SOURCE DOCUMENT:
____

Data Manipulation

Setting up test data directly in the database is faster than going through the UI or API. INSERT, UPDATE, and DELETE let you create precise test states, manipulate data for edge-case testing, and clean up after test runs. But with power comes responsibility — unsafe data manipulation in test environments can corrupt shared resources.

INSERT: Creating Test Data

-- Create a test user with specific attributes
INSERT INTO users (id, name, email, role, created_at)
VALUES ('test-uuid-001', 'Test User', 'testuser@automation.com', 'admin',
        NOW() - INTERVAL '90 days');

-- Create multiple orders for the test user
INSERT INTO orders (id, user_id, status, total, created_at) VALUES
    ('order-001', 'test-uuid-001', 'completed', 99.99, NOW() - INTERVAL '30 days'),
    ('order-002', 'test-uuid-001', 'pending',  149.50, NOW() - INTERVAL '1 day'),
    ('order-003', 'test-uuid-001', 'cancelled', 75.00, NOW() - INTERVAL '15 days');

-- Create line items for an order
INSERT INTO line_items (order_id, product_id, quantity, unit_price) VALUES
    ('order-001', 'prod-a', 2, 25.00),
    ('order-001', 'prod-b', 1, 49.99);

Why Direct DB Setup Is Faster

Method	Time to Create User + 3 Orders	Dependencies
UI clicks	Minutes	Browser, page loads, forms
API calls	Seconds	Auth flow, business logic
Direct SQL	Milliseconds	Database connection only

For complex test scenarios (user with 100 orders, specific date distributions, edge-case data), SQL is orders of magnitude faster.

UPDATE: Modifying Test State

-- Set a user's password to expired (test expired password flow)
UPDATE users
SET password_expires_at = NOW() - INTERVAL '1 day'
WHERE email = 'testuser@automation.com';

-- Set an order to a specific status (test status-dependent logic)
UPDATE orders
SET status = 'shipped', shipped_at = NOW() - INTERVAL '2 hours'
WHERE id = 'order-001';

-- Simulate a user who has been inactive for 6 months
UPDATE users
SET last_login_at = NOW() - INTERVAL '6 months'
WHERE email = 'testuser@automation.com';

DELETE: Cleaning Up

-- Cleanup in reverse dependency order (child records first)
DELETE FROM line_items WHERE order_id IN (
    SELECT id FROM orders WHERE user_id = 'test-uuid-001'
);
DELETE FROM orders WHERE user_id = 'test-uuid-001';
DELETE FROM users WHERE id = 'test-uuid-001';

Why Dependency Order Matters

Foreign key constraints prevent deleting a parent record while child records exist. If you try to delete a user who has orders, the database will reject the deletion. Always delete in reverse dependency order: line_items first, then orders, then users.

Transactions: The Safety Net

Transactions ensure that test data changes are atomic (all or nothing) and can be rolled back.

Transaction for Test Setup

-- Everything succeeds or nothing does
BEGIN;

INSERT INTO users (id, name, email, role)
VALUES ('test-uuid-002', 'Transaction User', 'txn@test.com', 'viewer');

INSERT INTO orders (id, user_id, status, total)

____

STATED EXERCISE A: From the data manipulation page above, reproduce word for word the stretch from "Why Dependency Order" through "be rolled back.".
STATED EXERCISE B: List every line in the records below that contains the word "wooden".

____

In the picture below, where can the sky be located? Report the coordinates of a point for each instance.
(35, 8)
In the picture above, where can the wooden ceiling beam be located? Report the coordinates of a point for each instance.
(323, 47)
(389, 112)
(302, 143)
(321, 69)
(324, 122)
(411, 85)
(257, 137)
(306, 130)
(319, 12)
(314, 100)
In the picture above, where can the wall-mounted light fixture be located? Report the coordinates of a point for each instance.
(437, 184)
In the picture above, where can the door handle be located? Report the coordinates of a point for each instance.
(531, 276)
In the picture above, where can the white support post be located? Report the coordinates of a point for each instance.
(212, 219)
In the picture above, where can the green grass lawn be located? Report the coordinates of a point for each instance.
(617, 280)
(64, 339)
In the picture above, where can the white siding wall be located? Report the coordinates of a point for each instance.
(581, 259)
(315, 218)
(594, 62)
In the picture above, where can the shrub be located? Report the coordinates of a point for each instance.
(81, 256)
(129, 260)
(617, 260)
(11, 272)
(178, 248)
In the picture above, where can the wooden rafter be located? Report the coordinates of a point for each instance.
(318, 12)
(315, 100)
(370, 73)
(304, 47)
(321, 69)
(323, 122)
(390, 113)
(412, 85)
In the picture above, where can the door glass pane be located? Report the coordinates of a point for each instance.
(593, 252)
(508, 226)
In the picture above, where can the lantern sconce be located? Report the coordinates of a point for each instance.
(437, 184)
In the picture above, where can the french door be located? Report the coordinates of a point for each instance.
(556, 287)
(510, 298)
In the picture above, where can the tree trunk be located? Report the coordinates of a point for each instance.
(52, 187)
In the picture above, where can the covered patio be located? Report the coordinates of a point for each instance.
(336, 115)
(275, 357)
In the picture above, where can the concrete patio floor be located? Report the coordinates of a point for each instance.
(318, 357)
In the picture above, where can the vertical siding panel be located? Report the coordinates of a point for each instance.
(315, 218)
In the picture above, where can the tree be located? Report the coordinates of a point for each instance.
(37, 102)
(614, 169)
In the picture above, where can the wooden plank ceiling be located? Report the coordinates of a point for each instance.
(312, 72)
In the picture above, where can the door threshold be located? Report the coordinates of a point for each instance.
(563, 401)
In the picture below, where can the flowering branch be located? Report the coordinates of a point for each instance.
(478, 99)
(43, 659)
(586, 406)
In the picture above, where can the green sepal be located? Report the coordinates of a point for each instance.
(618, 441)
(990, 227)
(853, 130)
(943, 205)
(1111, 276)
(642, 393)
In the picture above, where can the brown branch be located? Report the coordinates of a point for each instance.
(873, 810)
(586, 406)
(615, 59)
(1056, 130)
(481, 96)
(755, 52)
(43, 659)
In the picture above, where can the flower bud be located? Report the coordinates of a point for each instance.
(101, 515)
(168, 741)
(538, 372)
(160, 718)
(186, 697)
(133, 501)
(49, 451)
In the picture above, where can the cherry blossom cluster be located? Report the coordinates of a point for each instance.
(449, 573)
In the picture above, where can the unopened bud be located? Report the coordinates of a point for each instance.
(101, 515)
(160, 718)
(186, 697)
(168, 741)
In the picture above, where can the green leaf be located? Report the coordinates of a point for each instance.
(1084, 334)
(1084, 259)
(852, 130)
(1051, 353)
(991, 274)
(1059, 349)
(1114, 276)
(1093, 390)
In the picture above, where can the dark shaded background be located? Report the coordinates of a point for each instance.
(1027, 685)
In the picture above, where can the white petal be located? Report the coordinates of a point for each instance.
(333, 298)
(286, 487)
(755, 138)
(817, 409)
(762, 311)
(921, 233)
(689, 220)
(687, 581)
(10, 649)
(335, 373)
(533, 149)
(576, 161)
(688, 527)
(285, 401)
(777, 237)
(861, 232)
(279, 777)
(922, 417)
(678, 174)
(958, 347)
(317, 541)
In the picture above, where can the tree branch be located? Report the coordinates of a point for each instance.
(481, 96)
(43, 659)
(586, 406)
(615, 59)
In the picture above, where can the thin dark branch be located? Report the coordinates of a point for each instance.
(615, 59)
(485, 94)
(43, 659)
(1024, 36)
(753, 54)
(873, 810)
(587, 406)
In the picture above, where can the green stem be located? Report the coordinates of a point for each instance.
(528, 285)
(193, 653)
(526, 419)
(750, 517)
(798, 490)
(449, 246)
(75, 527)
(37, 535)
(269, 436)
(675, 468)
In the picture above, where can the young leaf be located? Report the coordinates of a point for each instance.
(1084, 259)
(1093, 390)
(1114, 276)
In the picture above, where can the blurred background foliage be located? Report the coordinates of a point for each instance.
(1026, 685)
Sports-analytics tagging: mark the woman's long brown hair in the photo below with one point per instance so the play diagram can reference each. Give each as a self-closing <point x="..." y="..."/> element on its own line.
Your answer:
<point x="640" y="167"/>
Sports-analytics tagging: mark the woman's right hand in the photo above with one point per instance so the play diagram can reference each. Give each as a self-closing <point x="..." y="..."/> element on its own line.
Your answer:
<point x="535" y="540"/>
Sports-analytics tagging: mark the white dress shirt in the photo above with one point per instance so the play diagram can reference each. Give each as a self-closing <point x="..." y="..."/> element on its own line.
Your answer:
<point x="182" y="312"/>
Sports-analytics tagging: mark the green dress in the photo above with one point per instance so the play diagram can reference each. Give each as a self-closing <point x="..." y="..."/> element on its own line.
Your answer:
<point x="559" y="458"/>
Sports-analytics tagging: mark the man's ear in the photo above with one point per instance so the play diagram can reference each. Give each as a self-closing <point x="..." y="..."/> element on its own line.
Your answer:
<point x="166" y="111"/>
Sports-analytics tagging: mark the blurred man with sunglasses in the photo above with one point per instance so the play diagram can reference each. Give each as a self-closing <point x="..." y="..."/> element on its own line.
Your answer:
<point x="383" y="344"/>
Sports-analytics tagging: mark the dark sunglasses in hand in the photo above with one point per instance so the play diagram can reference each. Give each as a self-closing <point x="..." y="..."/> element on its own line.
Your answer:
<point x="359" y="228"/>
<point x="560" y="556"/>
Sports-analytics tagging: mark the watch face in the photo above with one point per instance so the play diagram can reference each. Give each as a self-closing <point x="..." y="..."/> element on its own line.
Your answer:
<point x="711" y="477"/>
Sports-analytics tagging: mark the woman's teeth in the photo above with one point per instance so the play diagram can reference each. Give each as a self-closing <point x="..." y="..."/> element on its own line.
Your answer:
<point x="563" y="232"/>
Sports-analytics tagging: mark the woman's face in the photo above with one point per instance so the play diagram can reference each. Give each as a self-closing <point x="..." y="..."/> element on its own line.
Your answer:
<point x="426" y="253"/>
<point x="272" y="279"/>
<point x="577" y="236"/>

____

TASK RESULT A:
Why Dependency Order Matters

Foreign key constraints prevent deleting a parent record while child records exist. If you try to delete a user who has orders, the database will reject the deletion. Always delete in reverse dependency order: line_items first, then orders, then users.

Transactions: The Safety Net

Transactions ensure that test data changes are atomic (all or nothing) and can be rolled back.

TASK RESULT B:
In the picture above, where can the wooden ceiling beam be located? Report the coordinates of a point for each instance.
In the picture above, where can the wooden rafter be located? Report the coordinates of a point for each instance.
In the picture above, where can the wooden plank ceiling be located? Report the coordinates of a point for each instance.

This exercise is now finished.